◆ Records provided ◆
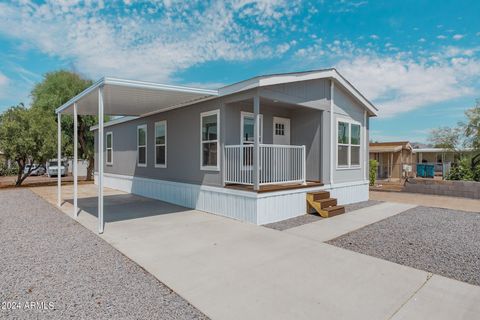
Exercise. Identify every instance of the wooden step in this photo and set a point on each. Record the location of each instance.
(325, 203)
(335, 210)
(321, 203)
(320, 195)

◆ Problem requirements ◆
Could you output the records above word for word, leaving out the pictures?

◆ Exercise response ◆
Exercise. Identify every instance of the wooden step in this photo and set a point on each. Record the location of each instance.
(325, 203)
(335, 210)
(321, 203)
(320, 195)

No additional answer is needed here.